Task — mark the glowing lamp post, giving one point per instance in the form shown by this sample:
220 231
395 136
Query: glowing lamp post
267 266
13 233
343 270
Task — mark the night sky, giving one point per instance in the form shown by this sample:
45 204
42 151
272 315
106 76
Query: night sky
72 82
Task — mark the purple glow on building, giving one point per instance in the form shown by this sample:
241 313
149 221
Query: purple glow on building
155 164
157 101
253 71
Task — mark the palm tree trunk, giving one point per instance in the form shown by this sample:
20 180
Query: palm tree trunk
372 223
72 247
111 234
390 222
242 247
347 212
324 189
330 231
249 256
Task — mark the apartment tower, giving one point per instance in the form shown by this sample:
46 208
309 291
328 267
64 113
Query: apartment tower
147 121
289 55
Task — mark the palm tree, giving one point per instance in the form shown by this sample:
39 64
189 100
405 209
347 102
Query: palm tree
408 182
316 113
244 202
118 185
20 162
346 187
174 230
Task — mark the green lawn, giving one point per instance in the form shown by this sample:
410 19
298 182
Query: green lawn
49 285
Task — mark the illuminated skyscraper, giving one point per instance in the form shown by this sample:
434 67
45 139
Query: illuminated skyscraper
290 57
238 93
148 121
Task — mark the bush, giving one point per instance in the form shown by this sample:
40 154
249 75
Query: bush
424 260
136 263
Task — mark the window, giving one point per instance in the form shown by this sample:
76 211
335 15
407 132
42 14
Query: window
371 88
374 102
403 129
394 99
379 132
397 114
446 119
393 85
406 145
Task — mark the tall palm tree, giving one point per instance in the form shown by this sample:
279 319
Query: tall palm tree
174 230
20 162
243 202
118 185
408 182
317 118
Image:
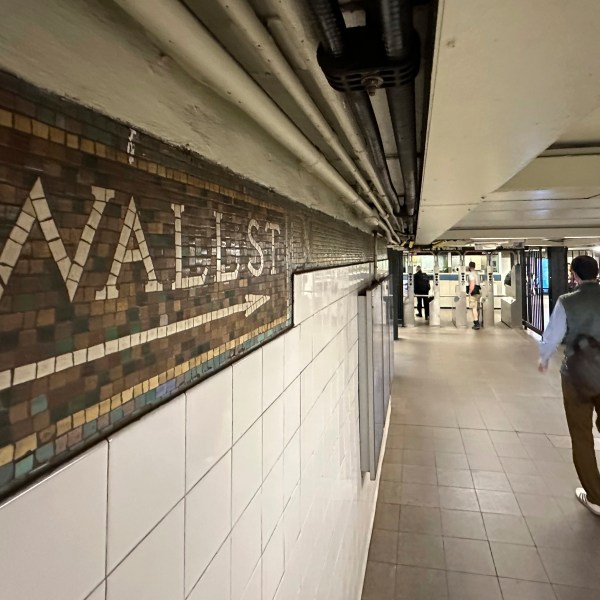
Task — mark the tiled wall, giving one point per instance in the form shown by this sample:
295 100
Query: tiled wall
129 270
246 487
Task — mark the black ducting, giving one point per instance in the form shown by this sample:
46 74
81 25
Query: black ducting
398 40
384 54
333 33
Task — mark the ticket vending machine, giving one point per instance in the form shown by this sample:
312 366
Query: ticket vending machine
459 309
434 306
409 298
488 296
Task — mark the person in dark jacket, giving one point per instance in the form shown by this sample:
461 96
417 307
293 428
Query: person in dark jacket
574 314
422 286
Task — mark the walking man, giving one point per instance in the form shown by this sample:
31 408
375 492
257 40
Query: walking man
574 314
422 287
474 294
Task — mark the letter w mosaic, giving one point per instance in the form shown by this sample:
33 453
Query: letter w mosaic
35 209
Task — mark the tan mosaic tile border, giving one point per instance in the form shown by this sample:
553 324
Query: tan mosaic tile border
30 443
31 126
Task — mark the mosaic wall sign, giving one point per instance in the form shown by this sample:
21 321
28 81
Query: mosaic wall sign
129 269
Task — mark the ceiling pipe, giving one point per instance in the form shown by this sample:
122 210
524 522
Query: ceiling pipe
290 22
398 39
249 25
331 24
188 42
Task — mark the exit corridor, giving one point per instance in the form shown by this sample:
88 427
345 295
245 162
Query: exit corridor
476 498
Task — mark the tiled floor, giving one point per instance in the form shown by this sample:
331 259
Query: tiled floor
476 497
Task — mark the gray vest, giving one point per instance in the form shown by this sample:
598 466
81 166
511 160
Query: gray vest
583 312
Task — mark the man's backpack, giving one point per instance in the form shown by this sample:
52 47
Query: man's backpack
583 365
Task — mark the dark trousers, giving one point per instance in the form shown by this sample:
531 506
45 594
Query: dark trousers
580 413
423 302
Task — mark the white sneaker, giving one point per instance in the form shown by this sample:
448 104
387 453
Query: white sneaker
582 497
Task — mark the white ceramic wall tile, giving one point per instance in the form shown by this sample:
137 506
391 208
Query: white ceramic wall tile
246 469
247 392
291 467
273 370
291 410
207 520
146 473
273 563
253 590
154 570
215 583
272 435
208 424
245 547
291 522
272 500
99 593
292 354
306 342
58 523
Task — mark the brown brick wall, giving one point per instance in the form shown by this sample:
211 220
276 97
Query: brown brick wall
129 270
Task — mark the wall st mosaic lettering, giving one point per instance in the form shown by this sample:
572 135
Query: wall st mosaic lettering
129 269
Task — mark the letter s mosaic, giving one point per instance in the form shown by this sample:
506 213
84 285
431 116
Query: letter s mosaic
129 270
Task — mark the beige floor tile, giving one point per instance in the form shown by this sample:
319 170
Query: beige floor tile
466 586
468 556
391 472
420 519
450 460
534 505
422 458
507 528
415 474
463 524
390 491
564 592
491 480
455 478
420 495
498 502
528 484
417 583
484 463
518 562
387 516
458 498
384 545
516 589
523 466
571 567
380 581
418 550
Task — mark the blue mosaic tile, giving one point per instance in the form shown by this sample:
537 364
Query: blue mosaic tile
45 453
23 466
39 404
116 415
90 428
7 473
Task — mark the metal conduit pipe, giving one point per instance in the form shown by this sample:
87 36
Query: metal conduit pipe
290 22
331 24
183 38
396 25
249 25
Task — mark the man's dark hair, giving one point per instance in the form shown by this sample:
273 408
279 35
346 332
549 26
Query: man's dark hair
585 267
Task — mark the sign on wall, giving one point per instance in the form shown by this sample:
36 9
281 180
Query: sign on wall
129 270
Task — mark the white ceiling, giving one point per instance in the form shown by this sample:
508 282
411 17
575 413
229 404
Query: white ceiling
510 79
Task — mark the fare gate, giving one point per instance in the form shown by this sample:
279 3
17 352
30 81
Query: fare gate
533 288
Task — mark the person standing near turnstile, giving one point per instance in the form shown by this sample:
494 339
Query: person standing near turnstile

### Problem to work on:
Reproduce the full listing above verbatim, leaving out the pictures.

### Problem solution:
Task — mark the glowing lamp post, giving one point per instance in the form shown by this sample:
220 231
395 136
Query: glowing lamp post
267 266
13 233
343 270
Task — mark the night sky, giving one point per instance in the form shown by this sample:
45 204
42 151
272 315
106 76
Query: night sky
72 82
Task — mark the purple glow on building, giving one point per instance in the form shown by this sample:
241 313
149 221
Query: purple glow on building
155 164
157 101
253 71
Task — mark the palm tree trunk, giving one point per instance in the form shown by this sample:
20 180
Query: palm tree trunk
372 223
72 247
111 234
390 222
242 247
347 212
324 189
330 231
249 256
Task — mark the apartment tower, giving one point per instance in the form shown by this sample:
46 208
309 291
328 267
64 113
Query: apartment tower
147 121
289 55
Task — mark the palm tree, giving one point per instance in the form shown by this sample:
39 64
189 100
405 209
347 102
Query: palm tree
408 182
316 113
244 202
118 185
20 162
346 187
174 230
Task — mark the green lawn, giving one point per instance in the form shown by this sample:
410 19
298 182
Query: green lawn
49 285
Task — mark the illuminated skyscraper, giving one point per instance in the form shown by this sample:
434 67
45 139
Query: illuminated skyscraper
290 57
238 93
148 121
Task — mark the bush, giving one point per instance in the form shown by this sample:
40 154
249 75
Query: bush
424 260
136 263
Task — mark the window, giving one point per instance in the form shown by this sample:
76 211
335 15
407 132
42 14
Query: window
371 88
374 102
403 129
394 99
379 132
397 114
446 119
393 85
406 145
Task — mark the tall palm tree, giving one point per instance in the form shown by this sample:
279 319
Query: tall palm tree
174 230
20 162
243 202
118 185
408 182
317 118
Image:
Task — mark the tiled wall, giving one point per instance in the form shown by this sample:
295 100
Query: tiled wall
129 270
246 487
Task — mark the black ducting, giving one point per instance in the form shown by this sample:
46 74
81 25
Query: black ducting
398 40
384 54
333 33
Task — mark the ticket vending machine, giving one point per instance in the form shown by this sample:
312 366
Query: ticket vending machine
459 309
434 306
409 298
488 296
Task — mark the person in dark jacket, giving one point per instance in the form shown by this sample:
461 96
417 307
293 428
Query: person in dark jacket
574 314
422 286
Task — mark the walking man, giving one point per instance in the form shown by this sample:
31 408
375 492
257 40
Query: walking man
574 314
422 287
474 294
Task — mark the letter w mosaic, giving one point per instance in the form shown by this sample:
33 453
Query: letter w mosaic
35 209
Task — mark the tan mosaic tile border, giving one point per instance in the form shown by this sample:
553 324
Query: tan mosaic tile border
30 443
31 126
Task — mark the mosaic wall sign, giving one point per instance in the form shown by this sample:
21 321
28 81
Query: mosaic wall sign
129 269
Task — mark the ceiling pipe, giving one point per instance in the form shown by this sample:
122 210
524 522
Query: ceiling pipe
290 22
398 39
249 25
331 24
188 42
Task — mark the exit corridor, giving one point per instance in the form shown by this sample:
88 427
345 295
245 162
Query: exit corridor
476 498
Task — mark the tiled floor, giving one point per instance in the form shown by this sample:
331 259
Query: tiled floor
476 497
Task — mark the gray vest, giving one point per instance in the form shown by this sample:
598 466
81 166
511 160
Query: gray vest
583 312
Task — mark the man's backpack, giving one point per instance in the form shown by this sample:
52 47
Query: man's backpack
583 365
Task — mark the dark trousers, giving one point per instance in the form shown by this sample:
531 506
45 594
Query: dark trousers
580 413
423 302
Task — mark the white sneaker, giving one point per instance in the form shown by this sample:
448 104
387 453
Query: white sneaker
582 497
Task — mark the white ceramic wall tile, giving one point per instance in the form shown by this sample:
137 506
391 208
Query: white ceramic wall tile
246 469
247 392
291 467
273 370
291 410
207 520
146 473
273 563
253 590
154 570
215 583
272 435
208 424
245 547
291 522
272 500
99 593
292 354
306 342
58 523
Task — mark the brown brick wall, giving one point per instance in the form shown by this sample:
211 220
276 97
Query: brown brick wall
129 270
Task — mark the wall st mosaic lettering, giving one point per instance in the form shown by this sample:
572 135
Query: wall st mosaic lettering
129 269
Task — mark the letter s mosaic, giving one point per instance in the form shown by this sample:
506 213
84 285
431 116
Query: letter s mosaic
129 270
Task — mark the beige floor tile, giving one point per instance in the form shown by this sample:
319 170
Query: beige floor tile
466 586
468 556
391 472
420 519
450 460
534 505
422 458
507 528
415 474
463 524
390 491
564 592
491 480
455 478
420 495
498 502
528 484
417 583
484 463
518 562
387 516
458 498
384 545
516 589
523 466
571 567
380 581
418 550
Task — mark the blue mosaic tile, giving one point per instance in the form shown by this sample:
537 364
Query: blue mosaic tile
45 453
23 466
39 404
116 415
90 428
7 473
Task — mark the metal conduit pipe, giving one point per instance in the form shown by this sample:
87 36
Query: metal conduit pipe
290 22
331 24
183 38
396 25
249 25
Task — mark the man's dark hair, giving one point per instance in the form shown by this sample:
273 408
279 35
346 332
549 26
Query: man's dark hair
585 267
Task — mark the sign on wall, giving one point per instance in the form shown by this sample:
36 9
281 180
Query: sign on wall
129 270
Task — mark the white ceiling, giving one point per instance in the form shown by this sample:
508 282
411 17
575 413
229 404
Query: white ceiling
510 79
Task — mark the fare gate, giving one point per instance in the form shown by this sample:
279 3
17 352
30 81
Query: fare gate
533 288
Task — mark the person standing near turnstile, giving one point per instance in the form shown by this sample:
494 339
Query: person standing near turnstile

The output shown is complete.